EXERCISE INSTRUCTIONS |
A – In the evaluation-framework documentation, what value do the judge fields in the MANIFEST take for tasks that have no judge data?
B – Extend the evaluation-framework documentation, continuing on from its final sentence.

SUPPLIED PASSAGE |
====

All functions are stdlib-only (uses random.choices) with random.seed(42) for reproducibility.

Retrieval-Outcome Correlation

Spearman rank correlation between IR metrics and task rewards, stratified by suite:

python3 scripts/ir_analysis.py --correlate --min-confidence medium

Defect Annotation Model

Code review tasks in csb_sdlc_test support structured defect annotations in expected_defects.json:

{
  "defects": [{
    "description": "Null pointer dereference on empty input",
    "defect_type": "null-deref",
    "line_start": 42,
    "line_end": 45
  }]
}

Supported types: null-deref, resource-leak, race-condition, injection, logic-error, buffer-overflow, use-after-free, other.


Layer 4: Dual-Score Reporting

When judge results are available, the evaluation report and MANIFEST include both scores:

MANIFEST Fields

Each task entry gains optional fields:

  • judge_score (float) — weighted judge score
  • judge_model (string) — model used for judging
  • judge_dimensions (dict) — per-dimension scores
  • judge_confidence (float) — multi-round voting confidence

Tasks without judge data have these fields set to null.

Report Tables

The eval report conditionally adds judge columns:

task_id          | verifier_reward | judge_score | delta  | oracle_confidence
-----------------+-----------------+-------------+--------+------------------
ccx-dep-trace-001|            0.85 |        0.90 |  +0.05 | high
my-fix-task-002  |            1.00 |        0.75 |  -0.25 | medium [DIVERGENT]

Tasks where abs(verifier_reward - judge_score) > 0.3 are flagged [DIVERGENT] for manual review.

====

INFORMATION |
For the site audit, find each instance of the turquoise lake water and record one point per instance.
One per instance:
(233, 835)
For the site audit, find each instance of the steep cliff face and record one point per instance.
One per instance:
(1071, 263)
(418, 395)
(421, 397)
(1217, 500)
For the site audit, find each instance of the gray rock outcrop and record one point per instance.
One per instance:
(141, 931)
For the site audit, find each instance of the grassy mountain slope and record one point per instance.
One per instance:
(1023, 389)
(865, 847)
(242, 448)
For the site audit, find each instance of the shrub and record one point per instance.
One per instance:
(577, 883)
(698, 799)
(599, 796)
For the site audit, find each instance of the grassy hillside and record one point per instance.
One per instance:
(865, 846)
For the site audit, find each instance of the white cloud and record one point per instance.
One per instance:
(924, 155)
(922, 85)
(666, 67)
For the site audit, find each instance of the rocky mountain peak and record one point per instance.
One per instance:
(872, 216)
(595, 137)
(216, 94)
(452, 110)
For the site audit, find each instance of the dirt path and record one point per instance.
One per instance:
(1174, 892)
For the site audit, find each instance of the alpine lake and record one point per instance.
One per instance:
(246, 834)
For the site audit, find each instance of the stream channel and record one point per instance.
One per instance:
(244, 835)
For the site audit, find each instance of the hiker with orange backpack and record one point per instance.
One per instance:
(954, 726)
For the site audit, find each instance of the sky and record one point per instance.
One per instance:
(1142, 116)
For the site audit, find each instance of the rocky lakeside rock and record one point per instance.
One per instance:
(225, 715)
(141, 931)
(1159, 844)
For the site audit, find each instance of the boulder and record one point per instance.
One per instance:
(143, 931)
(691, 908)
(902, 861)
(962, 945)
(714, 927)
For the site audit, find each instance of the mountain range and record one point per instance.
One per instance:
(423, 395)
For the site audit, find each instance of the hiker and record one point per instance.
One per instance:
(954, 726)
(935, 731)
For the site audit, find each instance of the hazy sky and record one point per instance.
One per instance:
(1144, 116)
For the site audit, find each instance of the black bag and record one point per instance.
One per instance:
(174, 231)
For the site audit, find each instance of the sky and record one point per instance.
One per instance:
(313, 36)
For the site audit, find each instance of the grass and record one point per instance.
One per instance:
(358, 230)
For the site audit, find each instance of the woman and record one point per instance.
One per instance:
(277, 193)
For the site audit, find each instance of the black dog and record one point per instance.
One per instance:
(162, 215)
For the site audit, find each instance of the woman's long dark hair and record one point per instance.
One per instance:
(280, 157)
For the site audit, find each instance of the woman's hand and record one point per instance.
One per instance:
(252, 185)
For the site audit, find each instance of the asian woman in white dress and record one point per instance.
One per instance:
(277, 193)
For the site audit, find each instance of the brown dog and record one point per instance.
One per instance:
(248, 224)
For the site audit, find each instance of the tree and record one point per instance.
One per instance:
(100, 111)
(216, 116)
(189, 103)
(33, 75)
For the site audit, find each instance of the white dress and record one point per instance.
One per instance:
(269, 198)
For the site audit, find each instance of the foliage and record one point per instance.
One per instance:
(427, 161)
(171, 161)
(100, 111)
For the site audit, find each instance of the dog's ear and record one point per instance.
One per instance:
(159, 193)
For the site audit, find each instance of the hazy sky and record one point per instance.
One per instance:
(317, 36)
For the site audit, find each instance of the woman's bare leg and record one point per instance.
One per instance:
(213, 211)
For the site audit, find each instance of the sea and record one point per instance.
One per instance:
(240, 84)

====

EXERCISE RESULTS |
A – They are set to null.

B –
For canonical deterministic reporting, treat continuous reward and pass/fail as distinct dimensions. Report generators should use verifier passed / pass_threshold metadata when available and surface scorer_family plus output_contract so mixed-family reward aggregates are explicitly caveated.


Generating Reports

# Full evaluation report (includes judge data if available)
python3 scripts/generate_eval_report.py \
  --runs-dir runs/official/ \
  --output-dir ./eval_reports/

# Generate LLM judge context files for manual review
python3 -m scripts.csb_metrics.judge_context \
  --runs-dir runs/official/ \
  --benchmarks-dir ./benchmarks/ \
  --output-dir ./judge_contexts/

Output:

  • eval_report.json — full structured report
  • REPORT.md — markdown tables (performance, efficiency, tool utilization, judge correlation)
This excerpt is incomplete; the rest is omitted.